Exercise prompt
Reproduce all of the items below with every "pointing benchmark" changed to "location benchmark" and everything else left as it is. Omit the pictures.

Records provided
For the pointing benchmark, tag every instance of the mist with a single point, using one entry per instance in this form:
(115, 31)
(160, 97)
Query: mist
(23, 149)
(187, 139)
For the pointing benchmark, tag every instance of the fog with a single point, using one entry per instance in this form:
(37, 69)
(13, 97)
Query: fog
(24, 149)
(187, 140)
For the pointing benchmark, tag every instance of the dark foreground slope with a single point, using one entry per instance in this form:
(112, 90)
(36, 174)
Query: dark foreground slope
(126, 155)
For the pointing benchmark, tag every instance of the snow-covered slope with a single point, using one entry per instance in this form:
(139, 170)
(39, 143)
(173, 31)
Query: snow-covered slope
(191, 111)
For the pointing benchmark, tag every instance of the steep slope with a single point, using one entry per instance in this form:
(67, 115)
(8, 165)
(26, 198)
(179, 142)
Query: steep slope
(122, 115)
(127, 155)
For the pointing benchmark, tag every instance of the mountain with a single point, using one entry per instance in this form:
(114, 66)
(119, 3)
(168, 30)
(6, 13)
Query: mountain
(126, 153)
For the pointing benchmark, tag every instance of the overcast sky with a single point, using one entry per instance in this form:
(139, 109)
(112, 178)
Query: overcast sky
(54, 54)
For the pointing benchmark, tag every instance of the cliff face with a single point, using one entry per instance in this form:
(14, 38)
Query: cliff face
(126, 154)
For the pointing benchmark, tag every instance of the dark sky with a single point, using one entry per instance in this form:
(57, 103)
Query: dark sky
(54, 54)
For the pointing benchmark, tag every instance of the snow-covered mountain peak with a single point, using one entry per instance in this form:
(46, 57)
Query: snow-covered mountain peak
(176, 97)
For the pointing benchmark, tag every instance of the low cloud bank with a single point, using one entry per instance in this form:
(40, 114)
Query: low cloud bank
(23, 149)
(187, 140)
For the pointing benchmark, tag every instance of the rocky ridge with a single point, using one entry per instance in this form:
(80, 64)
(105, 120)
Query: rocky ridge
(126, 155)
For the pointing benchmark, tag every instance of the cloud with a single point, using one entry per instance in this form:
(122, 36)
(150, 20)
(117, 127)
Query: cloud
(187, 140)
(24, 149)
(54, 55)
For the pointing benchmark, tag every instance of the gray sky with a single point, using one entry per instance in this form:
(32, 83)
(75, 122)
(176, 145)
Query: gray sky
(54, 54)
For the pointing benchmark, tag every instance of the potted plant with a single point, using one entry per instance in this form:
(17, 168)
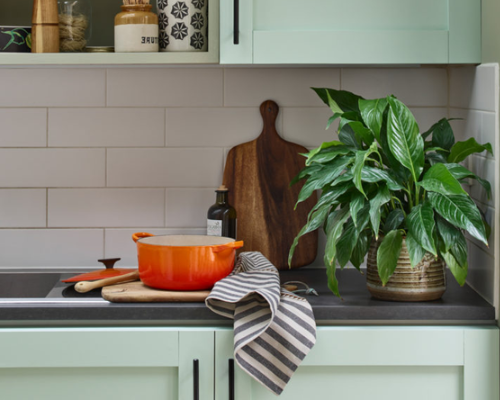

Response
For the location benchmark, tag every instance of the mist with a single point, using one entry per instance in this form:
(115, 31)
(160, 97)
Query: mist
(23, 149)
(187, 139)
For the location benchmark, tag every instance of the fog with a single point, using one entry per instance in this form:
(37, 69)
(13, 97)
Query: fog
(24, 149)
(187, 140)
For the location benchmark, tag every instance of the dark foreground slope with a single point, using one entry per instance in this form:
(112, 90)
(36, 174)
Query: dark foreground slope
(126, 155)
For the location benchmark, tag every instance of the snow-covered slope with a single point, using one entry per instance in this form:
(139, 170)
(39, 143)
(173, 31)
Query: snow-covered slope
(191, 111)
For the location benchmark, tag every instance of the steep slope with a single point, using one entry per instance in this form:
(67, 115)
(8, 165)
(26, 198)
(179, 142)
Query: steep slope
(122, 115)
(127, 155)
For the location benchmark, tag every instance of the mountain with a single point, using one entry per instance in this form:
(114, 66)
(119, 3)
(168, 30)
(6, 13)
Query: mountain
(126, 153)
For the location benchmark, tag every instance of the overcast sky with a single point, using one entry per instance in this form:
(139, 109)
(112, 178)
Query: overcast sky
(54, 54)
For the location benchmark, tag every instance of the cliff face with a single point, using one entry per instance in this form:
(14, 38)
Query: cliff face
(126, 154)
For the location benchmark, tag every instance of the dark sky with a single point, using one entry per instance in this form:
(57, 103)
Query: dark sky
(54, 54)
For the location benchmark, tag every instance of the snow-covered mountain peak with a single point, using one entry per instance in this form:
(46, 57)
Query: snow-covered mountain peak
(176, 97)
For the location benchmark, tag every instance of the low cloud bank with a single point, using one entry per instance in this form:
(40, 114)
Query: low cloud bank
(23, 149)
(187, 140)
For the location benchmark, tag every instance of the rocky ridge with a single point, using one entry per instance in this form:
(80, 64)
(105, 120)
Query: rocky ridge
(126, 155)
For the location benchmark, tag every instance of the cloud with a single point, using one entry per instance in this form:
(122, 36)
(150, 20)
(117, 127)
Query: cloud
(187, 140)
(24, 149)
(54, 55)
For the location benchmark, tag every instance of the gray sky with a single point, using one entry per instance in this form:
(32, 83)
(75, 122)
(176, 145)
Query: gray sky
(54, 54)
For the location benchmark, tag every instance of the potted plant with a single point, using one entry per instance in this form:
(17, 168)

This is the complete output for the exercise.